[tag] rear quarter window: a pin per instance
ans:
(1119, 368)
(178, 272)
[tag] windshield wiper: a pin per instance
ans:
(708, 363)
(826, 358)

####################

Gather every line of the listing above that contains the word "instance", and copy each such line in full. Case counts.

*Worked solution*
[tag] rear quarter window: a pin per instance
[tag] windshield wiper: a pin per instance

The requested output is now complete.